> Provided material:
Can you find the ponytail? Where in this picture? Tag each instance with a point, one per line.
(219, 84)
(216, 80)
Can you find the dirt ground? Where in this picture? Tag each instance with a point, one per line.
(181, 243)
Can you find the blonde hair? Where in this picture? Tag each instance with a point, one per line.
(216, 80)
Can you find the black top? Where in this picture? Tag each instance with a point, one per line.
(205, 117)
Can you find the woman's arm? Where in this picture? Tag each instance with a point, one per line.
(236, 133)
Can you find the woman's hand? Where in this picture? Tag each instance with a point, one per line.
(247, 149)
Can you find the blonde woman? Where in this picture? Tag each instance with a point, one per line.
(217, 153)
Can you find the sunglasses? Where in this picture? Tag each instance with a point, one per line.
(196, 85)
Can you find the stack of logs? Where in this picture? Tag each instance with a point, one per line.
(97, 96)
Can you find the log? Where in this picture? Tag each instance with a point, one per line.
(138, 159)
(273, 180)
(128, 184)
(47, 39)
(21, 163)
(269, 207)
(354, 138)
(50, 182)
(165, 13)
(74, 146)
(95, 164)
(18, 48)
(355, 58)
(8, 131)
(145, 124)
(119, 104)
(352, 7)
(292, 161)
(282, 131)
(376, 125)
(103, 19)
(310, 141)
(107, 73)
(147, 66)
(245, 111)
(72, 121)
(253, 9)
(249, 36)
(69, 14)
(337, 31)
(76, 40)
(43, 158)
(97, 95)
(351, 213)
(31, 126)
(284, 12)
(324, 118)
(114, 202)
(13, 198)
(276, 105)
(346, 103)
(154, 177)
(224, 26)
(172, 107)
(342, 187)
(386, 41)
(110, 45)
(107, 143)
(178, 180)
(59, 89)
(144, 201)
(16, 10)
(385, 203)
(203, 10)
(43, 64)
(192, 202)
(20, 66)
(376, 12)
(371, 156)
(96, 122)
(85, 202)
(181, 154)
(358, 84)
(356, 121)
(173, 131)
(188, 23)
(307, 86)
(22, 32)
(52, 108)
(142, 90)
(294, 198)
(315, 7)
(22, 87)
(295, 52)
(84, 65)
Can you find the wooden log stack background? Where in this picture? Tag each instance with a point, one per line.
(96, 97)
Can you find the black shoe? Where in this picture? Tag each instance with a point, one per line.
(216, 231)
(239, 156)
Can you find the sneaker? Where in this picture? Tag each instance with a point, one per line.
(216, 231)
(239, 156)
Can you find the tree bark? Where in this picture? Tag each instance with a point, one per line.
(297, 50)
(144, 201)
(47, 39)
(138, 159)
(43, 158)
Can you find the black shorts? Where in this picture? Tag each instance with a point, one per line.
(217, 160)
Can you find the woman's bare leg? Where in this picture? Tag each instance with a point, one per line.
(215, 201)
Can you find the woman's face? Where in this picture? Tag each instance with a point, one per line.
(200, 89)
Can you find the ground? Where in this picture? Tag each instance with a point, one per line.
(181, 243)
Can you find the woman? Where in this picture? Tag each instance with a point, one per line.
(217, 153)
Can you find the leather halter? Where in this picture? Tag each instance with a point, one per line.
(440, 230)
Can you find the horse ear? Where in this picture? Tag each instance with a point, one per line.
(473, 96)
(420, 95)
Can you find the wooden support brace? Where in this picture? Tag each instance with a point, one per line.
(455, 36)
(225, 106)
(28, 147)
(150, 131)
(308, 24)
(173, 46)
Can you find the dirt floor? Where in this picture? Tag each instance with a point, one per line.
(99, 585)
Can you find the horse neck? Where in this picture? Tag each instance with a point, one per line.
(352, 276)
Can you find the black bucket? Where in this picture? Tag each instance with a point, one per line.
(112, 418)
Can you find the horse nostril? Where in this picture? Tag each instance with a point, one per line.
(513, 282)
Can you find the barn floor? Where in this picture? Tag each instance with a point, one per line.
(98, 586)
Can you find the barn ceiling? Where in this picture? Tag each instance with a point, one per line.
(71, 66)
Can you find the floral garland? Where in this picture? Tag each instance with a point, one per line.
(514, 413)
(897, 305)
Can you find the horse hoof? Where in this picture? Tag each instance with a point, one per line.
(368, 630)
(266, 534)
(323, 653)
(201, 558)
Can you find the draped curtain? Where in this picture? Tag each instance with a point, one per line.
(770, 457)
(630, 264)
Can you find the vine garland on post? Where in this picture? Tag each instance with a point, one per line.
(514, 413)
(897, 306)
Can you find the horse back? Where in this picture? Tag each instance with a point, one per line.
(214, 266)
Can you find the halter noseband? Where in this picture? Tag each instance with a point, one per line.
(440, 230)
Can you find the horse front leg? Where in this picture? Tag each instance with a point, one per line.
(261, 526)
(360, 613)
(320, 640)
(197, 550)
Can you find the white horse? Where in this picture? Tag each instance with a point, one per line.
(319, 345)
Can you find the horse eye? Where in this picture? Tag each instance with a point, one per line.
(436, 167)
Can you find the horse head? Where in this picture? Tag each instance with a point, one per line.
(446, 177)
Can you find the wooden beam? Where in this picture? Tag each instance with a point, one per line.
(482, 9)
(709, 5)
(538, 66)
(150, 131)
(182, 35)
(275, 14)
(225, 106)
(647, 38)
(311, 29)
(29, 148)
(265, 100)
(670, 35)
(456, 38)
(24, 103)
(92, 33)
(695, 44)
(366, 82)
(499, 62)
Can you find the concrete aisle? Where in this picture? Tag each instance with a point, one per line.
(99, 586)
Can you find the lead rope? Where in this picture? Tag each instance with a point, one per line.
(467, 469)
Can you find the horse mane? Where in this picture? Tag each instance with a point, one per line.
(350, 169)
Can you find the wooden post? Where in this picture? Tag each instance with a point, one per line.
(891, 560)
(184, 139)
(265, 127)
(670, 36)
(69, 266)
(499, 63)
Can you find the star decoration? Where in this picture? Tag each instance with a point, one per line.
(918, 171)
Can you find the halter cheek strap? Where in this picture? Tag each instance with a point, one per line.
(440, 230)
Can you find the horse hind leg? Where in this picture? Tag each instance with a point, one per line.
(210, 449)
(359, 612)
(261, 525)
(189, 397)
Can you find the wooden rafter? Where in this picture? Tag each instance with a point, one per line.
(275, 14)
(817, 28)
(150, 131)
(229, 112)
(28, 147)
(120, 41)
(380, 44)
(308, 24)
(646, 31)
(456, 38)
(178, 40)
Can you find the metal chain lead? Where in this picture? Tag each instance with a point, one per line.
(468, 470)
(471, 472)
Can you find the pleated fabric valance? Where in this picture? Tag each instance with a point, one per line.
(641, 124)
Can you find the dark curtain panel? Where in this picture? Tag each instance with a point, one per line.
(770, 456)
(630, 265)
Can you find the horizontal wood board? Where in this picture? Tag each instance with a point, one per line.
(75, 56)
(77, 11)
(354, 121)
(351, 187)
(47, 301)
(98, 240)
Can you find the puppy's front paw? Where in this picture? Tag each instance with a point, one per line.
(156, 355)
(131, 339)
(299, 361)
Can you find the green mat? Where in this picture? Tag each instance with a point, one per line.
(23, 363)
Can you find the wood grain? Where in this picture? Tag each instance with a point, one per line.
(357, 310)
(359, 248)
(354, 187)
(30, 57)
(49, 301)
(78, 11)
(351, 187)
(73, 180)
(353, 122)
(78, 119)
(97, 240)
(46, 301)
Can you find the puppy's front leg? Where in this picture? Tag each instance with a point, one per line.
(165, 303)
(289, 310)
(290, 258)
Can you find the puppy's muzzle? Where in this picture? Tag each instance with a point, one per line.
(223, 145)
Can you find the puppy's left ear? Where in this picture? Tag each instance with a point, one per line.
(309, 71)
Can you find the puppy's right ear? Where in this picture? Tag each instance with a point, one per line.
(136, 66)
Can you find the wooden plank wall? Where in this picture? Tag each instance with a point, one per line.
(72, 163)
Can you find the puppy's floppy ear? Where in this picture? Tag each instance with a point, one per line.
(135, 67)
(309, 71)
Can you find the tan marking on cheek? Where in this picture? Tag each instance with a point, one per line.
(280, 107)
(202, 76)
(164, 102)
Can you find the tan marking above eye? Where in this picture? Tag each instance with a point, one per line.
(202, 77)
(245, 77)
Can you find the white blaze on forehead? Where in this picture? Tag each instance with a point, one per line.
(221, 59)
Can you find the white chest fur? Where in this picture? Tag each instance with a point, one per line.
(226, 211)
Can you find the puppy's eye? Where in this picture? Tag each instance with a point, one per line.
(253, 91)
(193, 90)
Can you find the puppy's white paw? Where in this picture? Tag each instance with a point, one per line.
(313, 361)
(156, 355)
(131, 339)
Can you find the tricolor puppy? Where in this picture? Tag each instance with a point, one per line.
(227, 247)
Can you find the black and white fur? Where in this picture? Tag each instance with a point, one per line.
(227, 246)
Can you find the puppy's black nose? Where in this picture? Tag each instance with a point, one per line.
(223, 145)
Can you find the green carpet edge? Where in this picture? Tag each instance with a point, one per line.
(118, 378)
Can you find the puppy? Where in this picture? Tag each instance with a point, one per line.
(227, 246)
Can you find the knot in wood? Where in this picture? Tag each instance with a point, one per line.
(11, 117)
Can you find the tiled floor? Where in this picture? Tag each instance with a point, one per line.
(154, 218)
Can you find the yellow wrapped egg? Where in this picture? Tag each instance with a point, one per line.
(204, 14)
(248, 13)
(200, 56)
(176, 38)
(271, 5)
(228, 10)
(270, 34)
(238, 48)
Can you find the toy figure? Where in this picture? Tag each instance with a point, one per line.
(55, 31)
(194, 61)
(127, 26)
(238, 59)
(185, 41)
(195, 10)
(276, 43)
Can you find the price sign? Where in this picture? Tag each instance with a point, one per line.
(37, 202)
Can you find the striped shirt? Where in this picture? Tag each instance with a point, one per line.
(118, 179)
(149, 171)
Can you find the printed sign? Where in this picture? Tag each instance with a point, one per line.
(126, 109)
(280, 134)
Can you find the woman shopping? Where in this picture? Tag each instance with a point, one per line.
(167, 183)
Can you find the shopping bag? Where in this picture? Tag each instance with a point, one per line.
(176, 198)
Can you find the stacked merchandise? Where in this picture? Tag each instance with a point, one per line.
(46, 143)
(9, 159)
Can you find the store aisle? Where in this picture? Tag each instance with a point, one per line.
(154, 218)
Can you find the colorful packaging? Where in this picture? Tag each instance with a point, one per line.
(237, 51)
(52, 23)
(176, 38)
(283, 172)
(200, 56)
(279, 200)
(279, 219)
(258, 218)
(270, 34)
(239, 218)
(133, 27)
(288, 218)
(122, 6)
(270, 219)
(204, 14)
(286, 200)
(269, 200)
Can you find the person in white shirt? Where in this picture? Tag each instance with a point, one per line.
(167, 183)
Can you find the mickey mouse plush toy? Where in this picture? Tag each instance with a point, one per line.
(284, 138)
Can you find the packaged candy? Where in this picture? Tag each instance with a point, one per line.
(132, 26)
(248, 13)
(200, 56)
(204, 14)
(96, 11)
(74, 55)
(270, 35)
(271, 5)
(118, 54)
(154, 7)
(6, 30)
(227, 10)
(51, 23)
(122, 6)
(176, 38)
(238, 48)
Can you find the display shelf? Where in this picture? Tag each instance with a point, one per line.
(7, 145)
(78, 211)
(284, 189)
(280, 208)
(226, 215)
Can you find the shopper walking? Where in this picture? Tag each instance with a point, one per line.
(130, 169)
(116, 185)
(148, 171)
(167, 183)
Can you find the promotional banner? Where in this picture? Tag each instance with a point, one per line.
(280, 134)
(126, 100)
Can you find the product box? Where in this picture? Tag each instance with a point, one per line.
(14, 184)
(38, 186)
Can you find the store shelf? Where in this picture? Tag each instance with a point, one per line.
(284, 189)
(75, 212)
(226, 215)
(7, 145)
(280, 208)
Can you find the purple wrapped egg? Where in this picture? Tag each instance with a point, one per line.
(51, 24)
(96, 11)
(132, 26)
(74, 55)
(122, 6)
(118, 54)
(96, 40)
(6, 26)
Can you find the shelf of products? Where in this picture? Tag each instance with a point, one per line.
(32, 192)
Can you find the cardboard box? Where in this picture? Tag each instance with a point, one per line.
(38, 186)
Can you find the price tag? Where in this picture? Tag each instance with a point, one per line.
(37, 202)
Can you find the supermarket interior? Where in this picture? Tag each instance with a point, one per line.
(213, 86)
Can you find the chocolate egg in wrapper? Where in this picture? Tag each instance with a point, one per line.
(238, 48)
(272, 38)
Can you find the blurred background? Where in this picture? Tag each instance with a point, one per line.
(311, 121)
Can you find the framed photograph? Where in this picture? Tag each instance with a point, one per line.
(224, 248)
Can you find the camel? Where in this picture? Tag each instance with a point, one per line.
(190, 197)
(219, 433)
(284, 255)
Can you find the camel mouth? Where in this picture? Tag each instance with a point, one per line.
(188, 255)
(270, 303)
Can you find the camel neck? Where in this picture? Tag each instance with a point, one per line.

> What you need to do:
Take the line in which "Can you find the cardboard" occurs and each subsequent line through the end; give these lines again without alteration.

> Reply to the task:
Can you find the cardboard box? Where in this picture? Tag each instance with a point, one per line.
(38, 186)
Can you find the price tag? Where in this picture? Tag each instance with a point, one per line.
(37, 202)
Can you find the supermarket interior? Where in this picture? Tag each instance with a point, one per line.
(213, 86)
Can you find the chocolate egg in wrapper? Where in this picture? Tag each instance with a point, one per line.
(238, 48)
(272, 38)
Can you find the blurred background? Where in this picture? Tag each instance with a point, one per line.
(311, 121)
Can you find the framed photograph? Where in this picture? Tag each instance with a point, one per line.
(224, 248)
Can you find the camel? Where in this picture? Tag each instance with a point, one per line.
(190, 197)
(219, 433)
(284, 255)
Can you find the camel mouth? Where in this picture? Tag each instance with a point, one per line.
(188, 255)
(270, 303)
Can you find the camel neck? Where in this picture? Tag each instance with a point, one per line.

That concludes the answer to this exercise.